Reproduce the entries below in full, word for word.

....

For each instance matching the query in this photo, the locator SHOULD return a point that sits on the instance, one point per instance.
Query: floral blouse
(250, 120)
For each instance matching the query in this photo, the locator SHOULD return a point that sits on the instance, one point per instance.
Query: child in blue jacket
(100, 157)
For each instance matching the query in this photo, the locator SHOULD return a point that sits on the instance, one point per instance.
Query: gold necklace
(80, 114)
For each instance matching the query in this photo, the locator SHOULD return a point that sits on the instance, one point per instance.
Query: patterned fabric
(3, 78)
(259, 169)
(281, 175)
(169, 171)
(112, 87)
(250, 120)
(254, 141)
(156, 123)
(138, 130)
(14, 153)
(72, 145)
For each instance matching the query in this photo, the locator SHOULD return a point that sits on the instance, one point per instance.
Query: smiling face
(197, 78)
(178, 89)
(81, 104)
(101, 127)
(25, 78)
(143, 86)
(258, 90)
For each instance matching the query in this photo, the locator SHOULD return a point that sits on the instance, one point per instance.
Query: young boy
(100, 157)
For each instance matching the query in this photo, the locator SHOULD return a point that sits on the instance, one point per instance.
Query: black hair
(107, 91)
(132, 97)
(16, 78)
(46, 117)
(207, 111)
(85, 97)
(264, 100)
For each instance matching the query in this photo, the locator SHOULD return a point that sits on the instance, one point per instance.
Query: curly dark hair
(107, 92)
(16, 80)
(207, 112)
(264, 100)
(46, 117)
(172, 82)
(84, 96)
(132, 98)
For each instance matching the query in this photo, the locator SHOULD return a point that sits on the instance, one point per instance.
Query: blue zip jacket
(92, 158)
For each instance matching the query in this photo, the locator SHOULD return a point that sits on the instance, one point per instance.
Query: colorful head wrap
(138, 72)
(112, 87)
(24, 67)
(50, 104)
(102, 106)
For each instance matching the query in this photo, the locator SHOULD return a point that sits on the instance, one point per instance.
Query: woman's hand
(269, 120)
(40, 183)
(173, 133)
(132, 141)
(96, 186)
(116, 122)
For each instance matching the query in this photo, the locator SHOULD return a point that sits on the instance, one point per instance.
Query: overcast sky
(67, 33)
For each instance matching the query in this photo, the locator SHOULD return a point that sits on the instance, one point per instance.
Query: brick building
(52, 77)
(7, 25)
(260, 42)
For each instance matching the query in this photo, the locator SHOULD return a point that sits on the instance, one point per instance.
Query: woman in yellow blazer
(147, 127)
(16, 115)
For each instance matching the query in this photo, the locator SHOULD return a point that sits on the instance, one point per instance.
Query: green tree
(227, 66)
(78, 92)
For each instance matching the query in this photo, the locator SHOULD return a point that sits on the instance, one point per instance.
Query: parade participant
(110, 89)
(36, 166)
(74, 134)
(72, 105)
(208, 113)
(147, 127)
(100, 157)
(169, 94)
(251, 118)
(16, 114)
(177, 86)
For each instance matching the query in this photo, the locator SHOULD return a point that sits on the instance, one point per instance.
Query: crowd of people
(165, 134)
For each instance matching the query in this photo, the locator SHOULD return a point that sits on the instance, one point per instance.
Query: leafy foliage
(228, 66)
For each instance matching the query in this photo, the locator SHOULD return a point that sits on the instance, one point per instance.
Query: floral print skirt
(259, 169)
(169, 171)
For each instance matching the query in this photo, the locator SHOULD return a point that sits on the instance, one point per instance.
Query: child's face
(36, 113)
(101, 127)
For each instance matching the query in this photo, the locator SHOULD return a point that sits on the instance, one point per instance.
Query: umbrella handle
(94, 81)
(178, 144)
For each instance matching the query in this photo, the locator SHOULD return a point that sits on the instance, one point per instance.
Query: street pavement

....

Exercise result
For each instance matching the query in this photo, the locator SHOULD return a point that sits on the instance, one point per instance.
Query: floral blouse
(250, 120)
For each instance matching the query in this photo, the locator SHOULD return a point that sits on the instance, one point per instance.
Query: child in blue jacket
(100, 157)
For each instance matching the query in this photo, the locator SHOULD return a point that sits on the instance, one point per instance.
Query: gold necklace
(80, 114)
For each instance matching the query in this photo, the locator SHOULD return a point that sits on the instance, one point per instance.
Query: patterned fabric
(3, 78)
(259, 169)
(281, 175)
(169, 171)
(112, 87)
(250, 120)
(254, 141)
(156, 123)
(138, 130)
(14, 153)
(72, 145)
For each instance matching the query in this photo, the locator SHOULD return a point that sits on the instance, one point per instance.
Query: smiling face
(197, 78)
(178, 89)
(81, 104)
(101, 127)
(25, 78)
(143, 86)
(258, 90)
For each instance matching the query in this photo, the locator SHOULD return a point that sits on the instance, one point per instance.
Query: young boy
(100, 157)
For each instance matching the query in this photo, the locator SHOULD return a point that sits on the instance, one point per instance.
Query: black hair
(107, 91)
(132, 97)
(16, 78)
(46, 117)
(207, 111)
(85, 97)
(264, 100)
For each instance matching the query in this photo, the locator SHOULD return a point that sits on the instance, one point per instance.
Query: curly dark hair
(107, 92)
(16, 80)
(207, 112)
(264, 100)
(46, 117)
(172, 82)
(84, 96)
(132, 98)
For each instance matching the query in this photo, the locator SHOULD return a point that sits on the instance, one point per instance.
Query: blue zip jacket
(92, 158)
For each instance matching the query in this photo, the locator SHOULD return a point that sits on the instance, one point per instance.
Query: colorful head wrap
(138, 72)
(112, 87)
(24, 67)
(50, 104)
(102, 106)
For each instance matching the query in this photo, the locator SHOULD return a point that sits on the instance, one point per instance.
Query: woman's hand
(269, 120)
(40, 183)
(173, 133)
(132, 141)
(96, 186)
(116, 122)
For each instance matching the query in this photo, the locator SHOULD return a point that sits on the instance, one point per instance.
Query: overcast sky
(67, 33)
For each instance matching the query in this photo, the locator SHOULD return a point that sits on the instance, one point per instance.
Query: brick building
(52, 77)
(7, 25)
(260, 42)
For each instance matching the query in this photo, the locator SHOULD return a point that sits on the instance, one point per instance.
Query: woman in yellow blazer
(147, 127)
(16, 115)
For each instance matching the query in this photo, the locator SHOULD return a point that sits on the instance, one point per instance.
Query: green tree
(227, 66)
(78, 92)
For each instance matching the query in this photo, the locator SHOULD return a point that sits on the instance, one point per instance.
Query: parade participant
(110, 89)
(36, 166)
(74, 134)
(72, 105)
(208, 113)
(147, 127)
(100, 157)
(169, 94)
(251, 118)
(16, 114)
(177, 86)
For each instance matching the query in this photo, the locator SHOULD return a point that sits on the instance, one point per instance.
Query: crowd of people
(165, 134)
For each instance matching the query in this photo, the locator SHOULD return a point that sits on the instance, one point per instance.
Query: leafy foliage
(228, 66)
For each instance matching the query in this photo, the locator SHOULD return a point that sits on the instance, one point per instance.
Query: floral print skirt
(259, 169)
(169, 171)
For each instance matching the query in this photo, the locator SHOULD return a point that sits on the instance, one point per instance.
Query: child's face
(36, 113)
(101, 127)
For each instance matching the query in this photo, the locator SHOULD return a point that sits on the instance, one point per instance.
Query: umbrella handle
(94, 81)
(178, 144)
For each instance matching the query in this photo, the locator SHOULD return a point that sits on the instance, one point per instance.
Query: street pavement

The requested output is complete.